▶ **Quoted text**:
"Real-Time" Websites
Damian Cugley
Right from its inception the web has been built on the idea that websites request information from web servers, and this has supported almost everything people have done on the web.
However, we hit one of the exceptions when a project we were working on, called REACT, required a "real-time" website i.e. a website that automatically updates itself whenever new information arrives. This doesn't fit naturally
into the way the web works but as REACT supports the sharing of incident data across emergency services it requires reliable, fast information.

Real-Time Web: Long Polling
The
real-time web requires two things: communication between servers, and a
way for web servers to push notifications to
web pages. It needs to do this despite firewalls and network-address translation (NAT). NAT
means that all browsers at a particular site share one IP address; this
means that standard methods of sending a message cannot be used
because the server has no way to address a particular browser. Firewalls may
further limit which protocols browsers can use. How can we get around
this?
How to be Pushy
There are three main ways to allow servers to update clients in browsers: polling, long polling, and server push.
Polling
Polling means the client keeps asking the server for new events:
C: Any new messages?
S: None
C: Any new messages?
S: None
C: Any new messages?
S: Here's one message: ...
C: Any new messages?
S: None
The frequency of polling controls how responsive the display is: if
you poll every five seconds, events will take up to five seconds to
update the user's screen. The problem is that the higher the frequency,
the more network bandwidth is used and the higher the load on the server.
Long Polling
Long polling is a slightly odd technique where the
client makes a poll request as above, but the server stores the request and does
not respond to it until an event is ready to be returned. It goes a
little like this:
C: Any new messages?

▶ **Data excerpt**:
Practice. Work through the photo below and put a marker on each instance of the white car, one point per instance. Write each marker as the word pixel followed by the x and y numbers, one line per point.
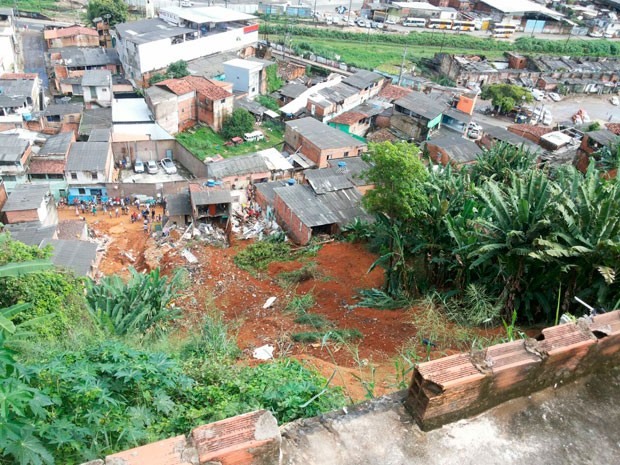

▶ **What is being asked**: Summarize the text on real-time websites above in three sentences.

▶ **Complete response**: The web has been built on websites requesting information from servers, but the REACT project, which supports the sharing of incident data across emergency services, needed a "real-time" website that updates itself whenever new information arrives. Such a site requires communication between servers and a way for web servers to push notifications to web pages despite firewalls and network-address translation. The three main ways to let servers update clients are polling, long polling, and server push: with polling, more frequent requests make the display more responsive but use more bandwidth and put more load on the server, while with long polling the server holds the request until an event is ready.